Provided records:
►

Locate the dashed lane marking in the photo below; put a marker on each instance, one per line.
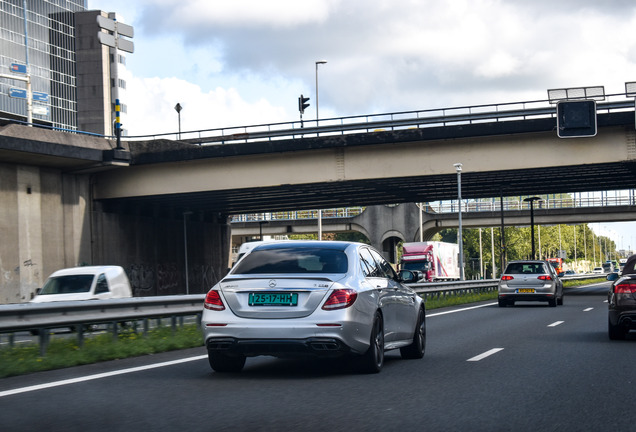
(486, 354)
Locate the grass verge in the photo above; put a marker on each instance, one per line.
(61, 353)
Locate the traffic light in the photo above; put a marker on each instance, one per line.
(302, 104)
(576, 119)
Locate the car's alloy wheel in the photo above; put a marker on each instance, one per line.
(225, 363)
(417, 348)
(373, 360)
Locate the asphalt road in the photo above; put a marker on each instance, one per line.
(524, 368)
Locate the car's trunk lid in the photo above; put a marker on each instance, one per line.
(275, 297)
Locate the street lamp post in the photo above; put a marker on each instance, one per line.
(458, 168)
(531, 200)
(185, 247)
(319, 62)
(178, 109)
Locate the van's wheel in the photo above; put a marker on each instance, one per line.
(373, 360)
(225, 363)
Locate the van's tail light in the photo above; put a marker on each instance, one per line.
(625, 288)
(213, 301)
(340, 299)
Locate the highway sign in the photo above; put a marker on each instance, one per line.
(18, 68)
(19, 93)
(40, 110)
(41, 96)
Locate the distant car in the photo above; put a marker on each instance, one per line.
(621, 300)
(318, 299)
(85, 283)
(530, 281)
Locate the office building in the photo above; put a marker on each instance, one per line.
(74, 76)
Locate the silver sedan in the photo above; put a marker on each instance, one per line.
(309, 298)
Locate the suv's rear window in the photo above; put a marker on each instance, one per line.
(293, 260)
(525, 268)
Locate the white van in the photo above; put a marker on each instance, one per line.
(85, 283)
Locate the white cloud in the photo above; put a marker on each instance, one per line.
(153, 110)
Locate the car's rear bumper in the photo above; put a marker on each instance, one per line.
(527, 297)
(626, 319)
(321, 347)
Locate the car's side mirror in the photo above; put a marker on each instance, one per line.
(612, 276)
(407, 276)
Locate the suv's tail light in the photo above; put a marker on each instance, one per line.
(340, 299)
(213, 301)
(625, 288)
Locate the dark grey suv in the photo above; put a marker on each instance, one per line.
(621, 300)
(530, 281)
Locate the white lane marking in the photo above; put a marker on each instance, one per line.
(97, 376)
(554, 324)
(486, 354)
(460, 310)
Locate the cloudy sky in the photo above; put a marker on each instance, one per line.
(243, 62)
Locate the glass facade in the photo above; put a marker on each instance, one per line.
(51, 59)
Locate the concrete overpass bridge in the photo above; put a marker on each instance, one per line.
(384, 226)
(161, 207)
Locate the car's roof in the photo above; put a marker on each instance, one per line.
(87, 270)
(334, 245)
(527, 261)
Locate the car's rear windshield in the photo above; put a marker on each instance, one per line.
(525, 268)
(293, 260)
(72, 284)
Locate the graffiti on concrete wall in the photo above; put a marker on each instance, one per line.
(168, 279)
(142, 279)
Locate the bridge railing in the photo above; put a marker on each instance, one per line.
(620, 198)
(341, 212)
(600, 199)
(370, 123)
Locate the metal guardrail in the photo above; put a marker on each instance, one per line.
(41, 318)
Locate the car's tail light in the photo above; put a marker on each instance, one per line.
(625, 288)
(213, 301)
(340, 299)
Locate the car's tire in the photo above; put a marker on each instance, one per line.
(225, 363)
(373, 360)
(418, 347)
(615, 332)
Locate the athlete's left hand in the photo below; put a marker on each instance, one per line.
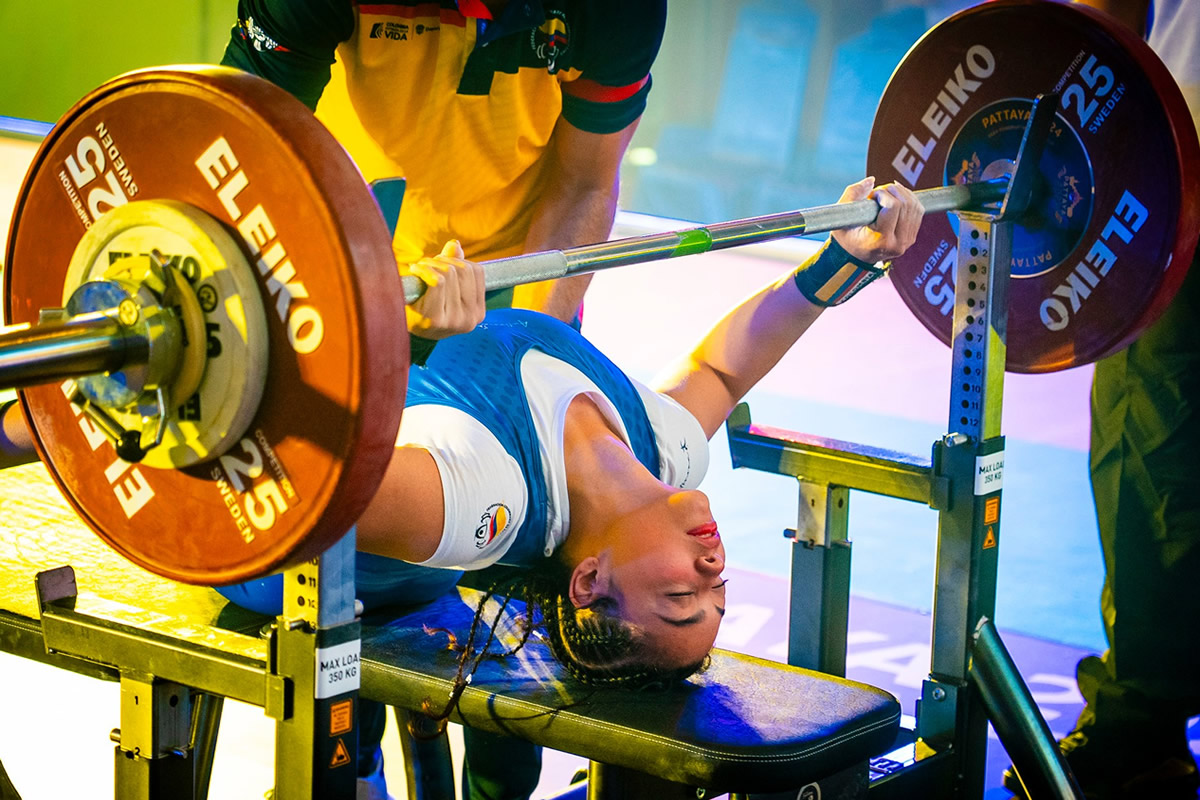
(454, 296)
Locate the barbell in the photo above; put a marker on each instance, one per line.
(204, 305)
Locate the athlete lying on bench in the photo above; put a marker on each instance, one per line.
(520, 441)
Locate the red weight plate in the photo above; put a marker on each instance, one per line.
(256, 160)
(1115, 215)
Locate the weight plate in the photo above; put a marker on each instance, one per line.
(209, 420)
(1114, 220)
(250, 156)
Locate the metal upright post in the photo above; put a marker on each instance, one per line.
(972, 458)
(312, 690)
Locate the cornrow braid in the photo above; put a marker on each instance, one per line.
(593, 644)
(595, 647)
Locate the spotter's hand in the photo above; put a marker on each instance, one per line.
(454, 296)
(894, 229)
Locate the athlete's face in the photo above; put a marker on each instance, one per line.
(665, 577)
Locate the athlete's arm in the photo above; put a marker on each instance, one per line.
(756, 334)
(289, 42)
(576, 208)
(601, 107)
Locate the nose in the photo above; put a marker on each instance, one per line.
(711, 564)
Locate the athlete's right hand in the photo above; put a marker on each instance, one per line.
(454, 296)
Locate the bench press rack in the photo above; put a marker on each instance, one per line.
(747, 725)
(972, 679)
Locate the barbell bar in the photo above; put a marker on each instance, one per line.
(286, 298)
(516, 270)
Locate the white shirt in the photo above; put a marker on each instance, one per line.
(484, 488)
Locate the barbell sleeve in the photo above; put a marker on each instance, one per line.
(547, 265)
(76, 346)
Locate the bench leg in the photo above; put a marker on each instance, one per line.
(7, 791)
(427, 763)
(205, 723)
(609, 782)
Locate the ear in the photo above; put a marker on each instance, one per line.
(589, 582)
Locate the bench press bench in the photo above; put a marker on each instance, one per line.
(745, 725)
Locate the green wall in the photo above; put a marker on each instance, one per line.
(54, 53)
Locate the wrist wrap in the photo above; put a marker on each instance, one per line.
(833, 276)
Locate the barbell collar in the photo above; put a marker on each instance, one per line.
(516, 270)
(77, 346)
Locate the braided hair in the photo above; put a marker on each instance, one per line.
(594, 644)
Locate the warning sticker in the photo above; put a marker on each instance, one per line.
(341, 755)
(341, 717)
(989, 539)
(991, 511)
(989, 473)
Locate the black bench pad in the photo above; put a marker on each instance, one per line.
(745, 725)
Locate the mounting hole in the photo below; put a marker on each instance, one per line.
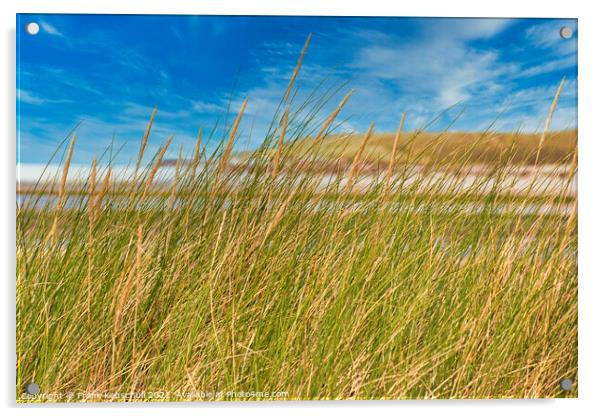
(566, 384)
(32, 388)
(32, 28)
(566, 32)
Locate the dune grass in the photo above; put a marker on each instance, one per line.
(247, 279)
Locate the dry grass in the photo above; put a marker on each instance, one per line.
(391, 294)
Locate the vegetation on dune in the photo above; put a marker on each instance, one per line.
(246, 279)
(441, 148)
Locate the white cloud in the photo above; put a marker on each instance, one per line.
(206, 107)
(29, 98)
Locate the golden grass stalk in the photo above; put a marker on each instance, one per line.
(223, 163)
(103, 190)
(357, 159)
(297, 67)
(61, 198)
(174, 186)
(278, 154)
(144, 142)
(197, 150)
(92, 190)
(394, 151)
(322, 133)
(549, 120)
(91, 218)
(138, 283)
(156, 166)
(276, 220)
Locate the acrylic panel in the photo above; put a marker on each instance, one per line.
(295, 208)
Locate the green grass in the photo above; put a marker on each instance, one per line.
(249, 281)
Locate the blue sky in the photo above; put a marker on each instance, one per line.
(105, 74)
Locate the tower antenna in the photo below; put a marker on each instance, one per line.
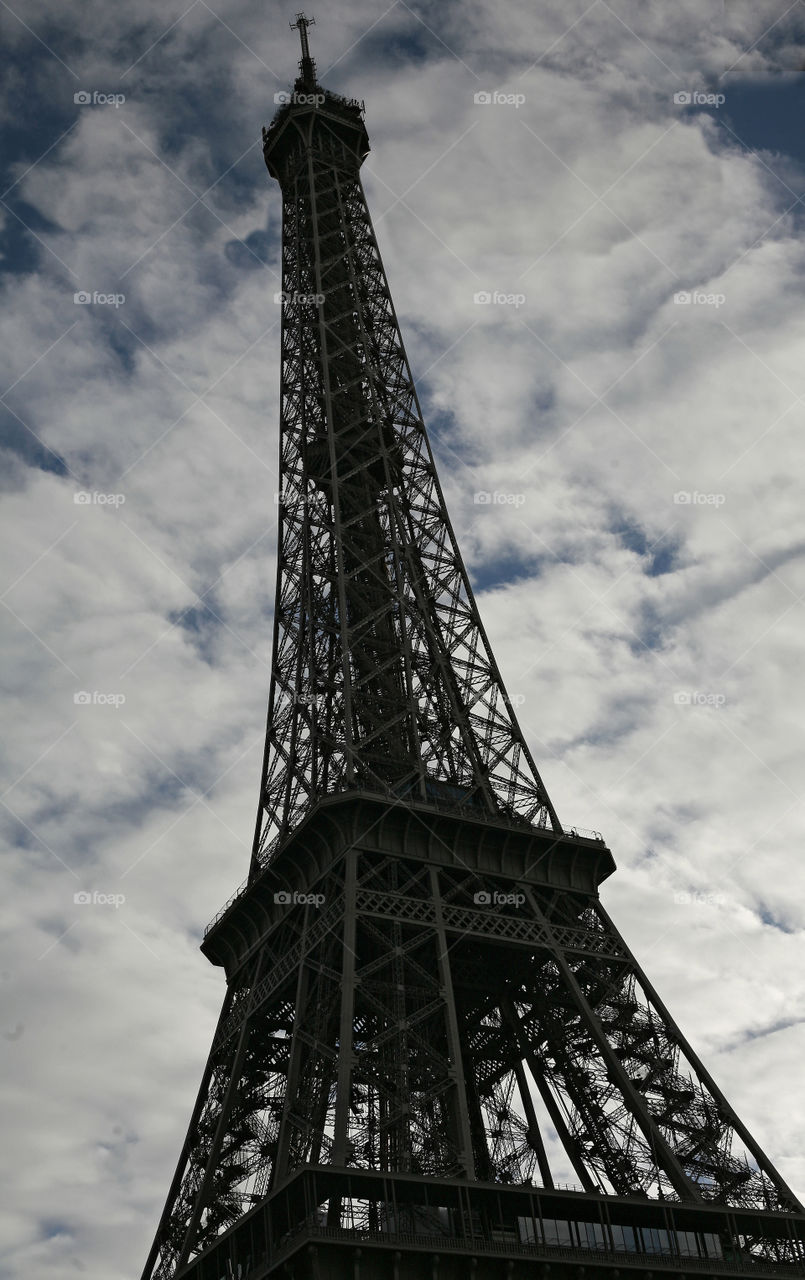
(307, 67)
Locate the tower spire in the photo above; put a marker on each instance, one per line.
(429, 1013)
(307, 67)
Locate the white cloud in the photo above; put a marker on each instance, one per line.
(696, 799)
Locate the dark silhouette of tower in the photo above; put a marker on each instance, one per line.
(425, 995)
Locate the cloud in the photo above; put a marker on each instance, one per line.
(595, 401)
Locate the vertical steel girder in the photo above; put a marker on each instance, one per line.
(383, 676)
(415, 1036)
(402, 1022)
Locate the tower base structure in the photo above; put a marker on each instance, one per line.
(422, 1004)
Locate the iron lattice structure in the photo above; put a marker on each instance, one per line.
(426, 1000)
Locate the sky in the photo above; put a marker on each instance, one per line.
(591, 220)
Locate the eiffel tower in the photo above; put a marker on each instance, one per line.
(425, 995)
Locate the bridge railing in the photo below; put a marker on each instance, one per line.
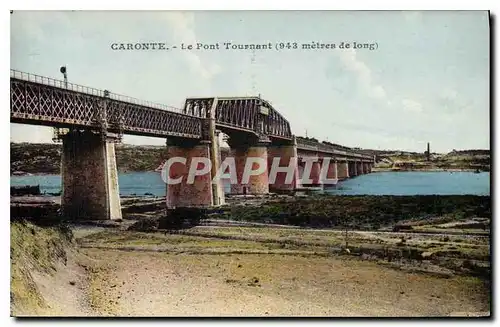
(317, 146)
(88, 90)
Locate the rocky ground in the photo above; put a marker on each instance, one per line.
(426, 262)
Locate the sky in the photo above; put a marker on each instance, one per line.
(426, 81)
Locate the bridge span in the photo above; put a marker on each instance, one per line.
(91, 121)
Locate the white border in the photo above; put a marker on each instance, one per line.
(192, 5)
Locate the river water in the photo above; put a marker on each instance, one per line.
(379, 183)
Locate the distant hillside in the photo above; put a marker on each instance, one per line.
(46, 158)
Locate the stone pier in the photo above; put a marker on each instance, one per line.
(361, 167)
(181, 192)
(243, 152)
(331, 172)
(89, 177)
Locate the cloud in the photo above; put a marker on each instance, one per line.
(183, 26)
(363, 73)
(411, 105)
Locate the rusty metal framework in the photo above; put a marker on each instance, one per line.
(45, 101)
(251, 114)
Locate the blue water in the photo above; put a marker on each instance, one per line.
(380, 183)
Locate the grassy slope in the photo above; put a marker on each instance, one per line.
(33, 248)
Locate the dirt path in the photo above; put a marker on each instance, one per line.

◄

Instructions for the task:
In the records above, locate the line that contains "Locate the stone". Repeat it and every line after it, exactly, and nothing else.

Expected output:
Locate the stone pier in the photo above; put a marker on each instance, one per line.
(361, 167)
(181, 192)
(243, 152)
(331, 172)
(89, 177)
Locate the cloud in the photo above; put a marker on each instance, one per line.
(183, 26)
(363, 73)
(411, 105)
Locate the rusty metal framework in the photo above; put a marker on each instance, one per line.
(45, 101)
(251, 114)
Locate the blue water in the photo above; put a marker on each instance, one per line.
(380, 183)
Locate the grassy slope in the photo above; put a marker on each instance, one per line.
(33, 248)
Locate the dirt path in the photo above; put a marker on each instance, one per line.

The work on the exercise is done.